BLOQUE DE TEXTO:
⟨
En esta década en la que las violencias de todo tipo parecen apoderarse de nuestras relaciones sociales, fortalecer una cultura y prácticas de paz se torna un asunto crucial. Quizá el único tema en el que no se puede ser tolerante o selectivo: si empezamos a condonar la violencia de un lado mientras condenamos la del otro no haremos más que alimentar las llamas de la locura colectiva, un atentado contra nuestra común humanidad.
“Ojo por ojo y el mundo quedará ciego”, dijo Mahatma Gandhi, el gran líder del cambio social por medios no violentos. Más recientemente, el papa Francisco habló sobre la necesidad de una “conciencia de paz global y personal”. Ciertamente, el mundo es ancho y ajeno, para parafrasear a la célebre novela de Ciro Alegría, y somos menos que un grano de arena frente a las fuerzas que hoy empujan las violencias, pero no nos queda otra que unir esfuerzos para que la razón ilustrada, con compasión, se abra paso en este mundo.
⟩
PETICIÓN ESCRITA A:
Informa de cada línea de las entradas que contenga la palabra "trail", copiándola completa.
Las entradas no guardan ninguna relación con el texto sobre la paz.

Registros del conjunto de datos:
⟨
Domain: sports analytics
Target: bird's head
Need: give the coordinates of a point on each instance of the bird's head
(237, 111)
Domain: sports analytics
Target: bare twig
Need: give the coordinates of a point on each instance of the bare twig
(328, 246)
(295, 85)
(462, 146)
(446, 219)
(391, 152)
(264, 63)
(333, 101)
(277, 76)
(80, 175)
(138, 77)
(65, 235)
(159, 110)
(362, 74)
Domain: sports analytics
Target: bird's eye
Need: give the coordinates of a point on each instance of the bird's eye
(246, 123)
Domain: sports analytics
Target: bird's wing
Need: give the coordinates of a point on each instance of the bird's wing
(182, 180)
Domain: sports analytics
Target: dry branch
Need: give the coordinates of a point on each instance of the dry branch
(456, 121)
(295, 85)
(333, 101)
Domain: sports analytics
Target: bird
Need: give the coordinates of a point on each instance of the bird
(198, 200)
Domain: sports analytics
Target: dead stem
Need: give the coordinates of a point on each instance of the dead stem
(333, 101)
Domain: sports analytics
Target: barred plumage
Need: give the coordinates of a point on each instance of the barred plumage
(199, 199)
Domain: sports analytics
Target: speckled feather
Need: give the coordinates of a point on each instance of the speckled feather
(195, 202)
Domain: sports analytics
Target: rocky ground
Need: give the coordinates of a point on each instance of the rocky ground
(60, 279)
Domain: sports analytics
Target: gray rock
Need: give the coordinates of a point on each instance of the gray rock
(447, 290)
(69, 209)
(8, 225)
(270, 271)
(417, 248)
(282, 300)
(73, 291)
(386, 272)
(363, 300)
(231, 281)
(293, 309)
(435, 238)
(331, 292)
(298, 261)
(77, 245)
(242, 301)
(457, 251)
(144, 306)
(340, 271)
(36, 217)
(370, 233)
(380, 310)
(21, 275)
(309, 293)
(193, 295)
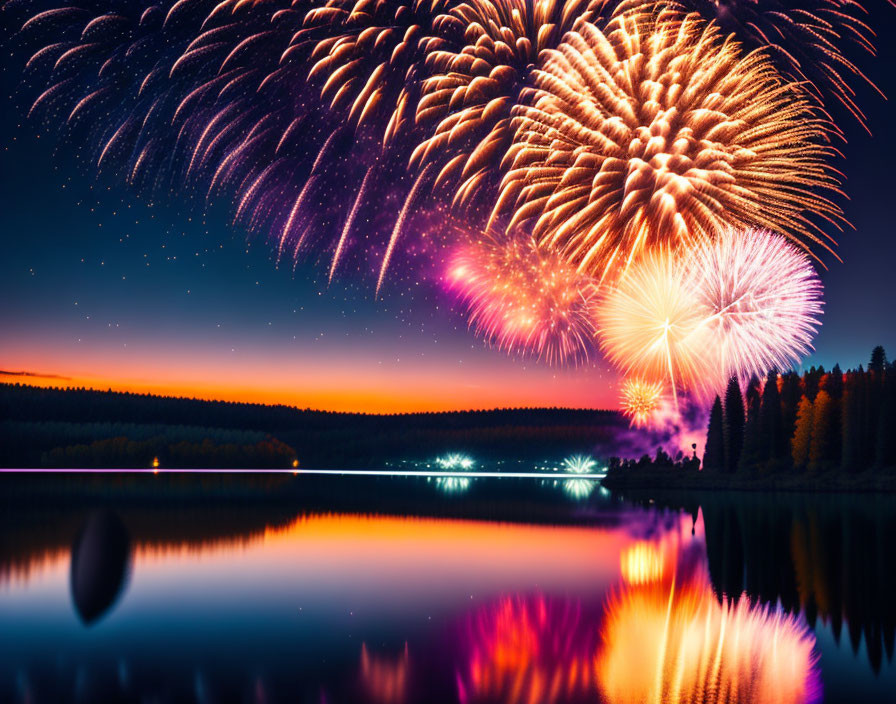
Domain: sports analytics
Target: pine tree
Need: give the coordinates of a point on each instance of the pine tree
(770, 444)
(733, 425)
(802, 437)
(791, 392)
(714, 454)
(850, 432)
(750, 455)
(821, 448)
(878, 360)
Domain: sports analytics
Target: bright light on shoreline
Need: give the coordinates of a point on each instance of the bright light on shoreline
(338, 472)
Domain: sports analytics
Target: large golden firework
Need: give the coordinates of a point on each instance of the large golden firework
(660, 131)
(368, 53)
(473, 83)
(640, 400)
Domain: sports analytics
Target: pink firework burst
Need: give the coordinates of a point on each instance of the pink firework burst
(526, 300)
(762, 298)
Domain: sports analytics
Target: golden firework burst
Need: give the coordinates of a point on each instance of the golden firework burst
(659, 130)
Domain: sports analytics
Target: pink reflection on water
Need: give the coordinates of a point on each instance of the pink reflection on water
(666, 639)
(532, 650)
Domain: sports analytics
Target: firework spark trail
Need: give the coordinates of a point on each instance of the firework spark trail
(640, 400)
(399, 224)
(704, 651)
(660, 131)
(651, 326)
(473, 82)
(348, 223)
(526, 300)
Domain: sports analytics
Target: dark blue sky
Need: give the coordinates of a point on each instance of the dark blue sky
(99, 285)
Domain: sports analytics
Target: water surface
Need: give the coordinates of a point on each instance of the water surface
⟩
PETICIÓN ESCRITA B:
Según el texto sobre la paz, ¿quién dijo "Ojo por ojo y el mundo quedará ciego"?

RESPUESTA CORRECTA A:
Target: firework spark trail
Need: give the coordinates of a point on each instance of the firework spark trail

RESPUESTA CORRECTA B:
Mahatma Gandhi.